* [Selected excerpt]:
────────────────

If you are a physician or nurse working in a hospital or clinic, you likely have treated a victim of human trafficking - but you may not have known it. Nearly 9 in 10 victims seek medical care at some point during their exploitation and almost 70 percent have gone through an emergency department.
Our industry is in an optimal position to help the estimated 50 million victims who are trafficked each year in the U.S. and globally. We are the frontline in this fight and we need to act with a sense of urgency: human trafficking is growing and is now the second largest criminal industry worldwide, after drug trafficking.
That’s why I am calling on health system and hospital CEOs to join me in fighting this global crisis. There’s no question these efforts align perfectly with the healthcare mission, but how do we get there?

────────────────

* [Data for analysis]:
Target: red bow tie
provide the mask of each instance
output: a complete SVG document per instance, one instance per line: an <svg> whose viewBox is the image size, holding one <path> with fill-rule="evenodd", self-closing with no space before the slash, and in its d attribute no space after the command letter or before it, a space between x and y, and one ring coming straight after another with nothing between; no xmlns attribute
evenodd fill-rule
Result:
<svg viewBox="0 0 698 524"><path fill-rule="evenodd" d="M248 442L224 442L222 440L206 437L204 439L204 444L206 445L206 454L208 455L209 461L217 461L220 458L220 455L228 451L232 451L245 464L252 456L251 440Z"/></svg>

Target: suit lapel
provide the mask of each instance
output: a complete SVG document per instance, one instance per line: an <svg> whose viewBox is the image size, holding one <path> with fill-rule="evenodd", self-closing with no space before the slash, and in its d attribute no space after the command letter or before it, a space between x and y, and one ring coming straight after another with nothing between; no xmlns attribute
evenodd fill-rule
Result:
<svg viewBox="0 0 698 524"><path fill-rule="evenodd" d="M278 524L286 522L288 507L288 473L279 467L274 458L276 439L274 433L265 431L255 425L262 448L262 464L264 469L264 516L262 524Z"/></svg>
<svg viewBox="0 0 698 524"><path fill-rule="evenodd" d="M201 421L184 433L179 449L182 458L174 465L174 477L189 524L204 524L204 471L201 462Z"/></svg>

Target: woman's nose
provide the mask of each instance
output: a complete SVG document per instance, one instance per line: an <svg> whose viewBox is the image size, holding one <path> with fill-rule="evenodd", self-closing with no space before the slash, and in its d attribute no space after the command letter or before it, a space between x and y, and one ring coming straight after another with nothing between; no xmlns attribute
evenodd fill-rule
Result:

────────────────

* [Problems to work on]:
1. In the text on human trafficking and healthcare, what share of trafficking victims have gone through an emergency department?
2. Write out the part of the human trafficking text between "If you are a" and "an emergency department.", inclusive.
3. Carry the text on human trafficking and healthcare forward from its final sentence.

* [Per-task answers]:
1. Almost 70 percent.

2.
If you are a physician or nurse working in a hospital or clinic, you likely have treated a victim of human trafficking - but you may not have known it. Nearly 9 in 10 victims seek medical care at some point during their exploitation and almost 70 percent have gone through an emergency department.

3.
First, by educating our teams. They must learn how to identify victims of human trafficking, including sex trafficking and labor trafficking, and carry out appropriate responses once they are identified. There are multiple examples of the effectiveness of training: one study in the San Francisco Bay Area Emergency Departments determined that staff’s ability to recognize victims more than doubled after training and their understanding of the right officials to call increased from 7 percent to nearly 60 percent. The American College of Emergency Physicians’ training intervention yielded notable improvement as well. Prior to training, fewer than 8 percent of clinicians felt some degree of confidence in their ability to identify victims and treat them. After the training, more than half reported more confidence to aid victims.
Teams are taught to identify red flags: does the patient seem overly fearful, submissive, tense or paranoid? Is the person deferring to another person before giving information? Does that person refuse to leave the victim alone? Is the patient’s ID held by someone else who accompanies the victim for treatment? I recall one nurse executive saying that after training, she looked at patients differently. Could that woman who is struggling with addiction actually be a trafficking victim? Is the patient with repeat UTIs being trafficked?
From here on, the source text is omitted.